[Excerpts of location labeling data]
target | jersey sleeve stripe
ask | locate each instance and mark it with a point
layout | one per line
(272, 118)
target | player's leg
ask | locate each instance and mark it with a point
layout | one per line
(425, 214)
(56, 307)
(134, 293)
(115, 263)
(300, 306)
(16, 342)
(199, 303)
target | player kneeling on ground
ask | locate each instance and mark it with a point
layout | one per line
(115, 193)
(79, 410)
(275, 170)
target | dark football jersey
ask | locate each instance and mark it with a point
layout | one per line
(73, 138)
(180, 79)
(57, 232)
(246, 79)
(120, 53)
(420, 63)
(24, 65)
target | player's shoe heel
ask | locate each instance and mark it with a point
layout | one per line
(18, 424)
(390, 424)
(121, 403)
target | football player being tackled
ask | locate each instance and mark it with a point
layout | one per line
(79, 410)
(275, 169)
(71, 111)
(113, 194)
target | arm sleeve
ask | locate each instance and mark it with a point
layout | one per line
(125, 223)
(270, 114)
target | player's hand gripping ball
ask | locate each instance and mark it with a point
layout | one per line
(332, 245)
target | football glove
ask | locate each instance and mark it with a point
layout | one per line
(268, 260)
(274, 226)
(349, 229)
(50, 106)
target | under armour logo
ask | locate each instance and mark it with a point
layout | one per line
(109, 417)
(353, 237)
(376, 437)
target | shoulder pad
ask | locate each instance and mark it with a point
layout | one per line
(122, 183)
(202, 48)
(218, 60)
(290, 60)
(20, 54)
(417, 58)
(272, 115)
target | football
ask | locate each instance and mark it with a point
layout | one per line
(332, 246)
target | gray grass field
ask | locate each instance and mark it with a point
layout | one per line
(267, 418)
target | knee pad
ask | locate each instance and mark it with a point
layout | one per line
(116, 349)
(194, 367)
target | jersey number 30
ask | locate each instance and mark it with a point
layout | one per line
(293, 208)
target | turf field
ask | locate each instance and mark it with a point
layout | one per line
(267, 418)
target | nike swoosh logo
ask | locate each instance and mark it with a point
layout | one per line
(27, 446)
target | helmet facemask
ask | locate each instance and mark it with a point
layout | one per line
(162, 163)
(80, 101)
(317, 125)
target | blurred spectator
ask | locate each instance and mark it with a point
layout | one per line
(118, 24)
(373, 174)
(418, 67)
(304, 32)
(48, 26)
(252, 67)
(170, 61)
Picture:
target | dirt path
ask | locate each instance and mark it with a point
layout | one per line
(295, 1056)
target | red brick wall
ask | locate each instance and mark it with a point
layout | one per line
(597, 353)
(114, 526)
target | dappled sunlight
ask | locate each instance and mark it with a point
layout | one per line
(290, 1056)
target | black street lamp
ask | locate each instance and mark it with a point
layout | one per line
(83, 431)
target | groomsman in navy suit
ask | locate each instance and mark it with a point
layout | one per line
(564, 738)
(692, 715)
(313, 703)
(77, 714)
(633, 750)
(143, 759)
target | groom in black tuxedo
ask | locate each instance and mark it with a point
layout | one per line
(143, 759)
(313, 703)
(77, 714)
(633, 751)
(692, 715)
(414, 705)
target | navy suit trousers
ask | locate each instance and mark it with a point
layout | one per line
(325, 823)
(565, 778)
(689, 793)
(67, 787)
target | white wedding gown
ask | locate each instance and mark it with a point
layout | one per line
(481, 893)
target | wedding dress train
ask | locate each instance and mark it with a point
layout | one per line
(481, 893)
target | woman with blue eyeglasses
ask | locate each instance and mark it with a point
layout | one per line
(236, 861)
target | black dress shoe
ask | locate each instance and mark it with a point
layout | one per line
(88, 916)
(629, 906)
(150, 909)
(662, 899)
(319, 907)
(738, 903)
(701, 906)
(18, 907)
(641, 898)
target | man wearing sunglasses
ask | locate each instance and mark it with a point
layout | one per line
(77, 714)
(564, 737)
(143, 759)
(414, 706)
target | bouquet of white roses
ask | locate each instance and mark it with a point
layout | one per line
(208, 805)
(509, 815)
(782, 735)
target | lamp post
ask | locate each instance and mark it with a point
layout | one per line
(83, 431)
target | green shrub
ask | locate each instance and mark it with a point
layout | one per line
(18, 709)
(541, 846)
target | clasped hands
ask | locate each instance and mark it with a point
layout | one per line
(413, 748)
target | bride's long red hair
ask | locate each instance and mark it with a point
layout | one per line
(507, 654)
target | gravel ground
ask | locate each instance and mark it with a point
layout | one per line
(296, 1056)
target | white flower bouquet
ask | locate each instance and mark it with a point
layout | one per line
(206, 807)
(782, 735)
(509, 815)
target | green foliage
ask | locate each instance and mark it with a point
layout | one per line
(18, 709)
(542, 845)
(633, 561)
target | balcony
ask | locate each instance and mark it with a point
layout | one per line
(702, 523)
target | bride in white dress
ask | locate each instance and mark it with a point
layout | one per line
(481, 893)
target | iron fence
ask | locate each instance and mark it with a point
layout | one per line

To be done:
Nothing should be changed: write out all of the data as is.

The reply:
target | jersey sleeve stripe
ask | locate each instance and mark it with a point
layout | one per line
(272, 118)
target | player's leg
ask | locate each instance and mark it with a point
layout | one per line
(425, 214)
(56, 307)
(134, 293)
(115, 263)
(300, 306)
(16, 342)
(199, 303)
target | player kneeling on ground
ask | locate each instance and mark it with a point
layout | one per line
(115, 193)
(79, 410)
(275, 170)
target | dark football jersey
ask | locate each instance and mark it with a point
layout | one per line
(73, 138)
(180, 79)
(57, 232)
(246, 79)
(120, 53)
(420, 63)
(24, 65)
target | player's shoe heel
ask | locate each instance and mark it with a point
layout | one per line
(18, 424)
(390, 424)
(121, 403)
target | football player being tackled
ask | locate each instance and mark it with a point
layout | one per line
(79, 410)
(275, 169)
(71, 111)
(113, 194)
target | arm sleeve
ask | locate each instance and mark it with a point
layout | one per line
(125, 223)
(270, 114)
target | player's hand gripping ball
ask | locate each instance and mark it with a point
layout | one per line
(332, 245)
target | football glove
ask | locate each instance and mark it with a point
layout | one per line
(268, 260)
(274, 226)
(349, 229)
(50, 106)
target | under armour logo
ask | locate each instance and mark it with a point
layout | one per line
(109, 417)
(353, 237)
(376, 437)
target | shoulder pad
ask | locate each instance and mark it with a point
layout | one per line
(122, 183)
(202, 48)
(218, 60)
(290, 60)
(20, 54)
(417, 58)
(272, 115)
target | football
ask | locate each instance and mark it with a point
layout | one per line
(332, 246)
target | gray grass field
ask | locate each instance and mark it with a point
layout | one per line
(267, 418)
target | knee pad
ask | locate each instance and mark it with a point
layout | one per line
(116, 349)
(194, 367)
target | jersey number 30
ask | locate each instance and mark it with a point
layout | one per line
(293, 208)
target | turf field
ask | locate each instance and mark it with a point
layout | one per line
(267, 418)
target | nike swoosh logo
ask | locate each instance and mark it with a point
layout | one per line
(27, 446)
target | helmet facemask
ask | locate each instance and mark it with a point
layout | one per line
(162, 163)
(80, 101)
(317, 125)
target | blurred spectator
ask | locate each instance and mark it with a point
layout | one per line
(118, 24)
(373, 174)
(418, 67)
(304, 32)
(48, 26)
(252, 67)
(170, 61)
Picture:
target | dirt path
ask | locate each instance and mark it with a point
layout | one per line
(295, 1056)
target | red brick wall
ask | locate each instance and mark it with a point
layout | one per line
(597, 353)
(114, 526)
target | dappled sunlight
ask | locate each instance and mark it with a point
layout | one per line
(290, 1056)
target | black street lamp
ask | locate each instance and mark it with a point
layout | one per line
(83, 431)
target | groomsman in navy suit
ask | locate each instance and mark it with a point
layout | one per line
(564, 738)
(692, 715)
(313, 703)
(77, 714)
(633, 750)
(143, 759)
target | groom in black tuxedo
ask | locate each instance and mark it with a point
layout | one per line
(143, 759)
(313, 703)
(77, 714)
(633, 751)
(692, 715)
(414, 705)
target | navy suit trousers
ask | locate each instance and mark it with a point
layout | one per line
(325, 823)
(565, 778)
(689, 793)
(67, 787)
target | white wedding gown
ask | locate each instance and mark it with a point
layout | one per line
(481, 893)
target | wedding dress train
ask | locate each instance and mark it with a point
layout | one per line
(481, 893)
target | woman with blue eyeglasses
ask | locate each instance and mark it with a point
layout | one per line
(236, 861)
target | black dress shoe
ask | locate each instance and mark it with a point
layout | one per line
(88, 916)
(629, 906)
(150, 909)
(662, 899)
(319, 907)
(738, 903)
(701, 906)
(18, 907)
(641, 898)
target | man wearing sunglasses
ask | locate each instance and mark it with a point
layout | one per line
(77, 714)
(564, 737)
(143, 759)
(414, 706)
target | bouquet of white roses
ask | locate each instance and mark it with a point
layout | one per line
(208, 805)
(509, 815)
(782, 735)
target | lamp post
ask | locate each instance and mark it with a point
layout | one per line
(83, 431)
target | green shrub
ask | locate each instance and mark it with a point
layout | one per line
(18, 709)
(541, 846)
target | clasped hands
ask | locate each instance and mark it with a point
layout | one per line
(413, 748)
target | bride's long red hair
ask | locate each instance and mark it with a point
layout | one per line
(507, 654)
target | gravel ground
ask | locate each instance and mark it with a point
layout | one per line
(296, 1056)
target | white flower bouquet
ask | locate each instance and mark it with a point
layout | one per line
(206, 807)
(782, 735)
(509, 815)
target | green foliage
ask | locate each instance and mark it with a point
layout | one per line
(18, 709)
(542, 845)
(633, 561)
target | balcony
ask | locate each instance and mark it with a point
layout | one per line
(702, 523)
target | bride in white dress
ask | locate each instance and mark it with a point
layout | one per line
(481, 893)
target | iron fence
ask | locate each instance and mark it with a point
layout | one per line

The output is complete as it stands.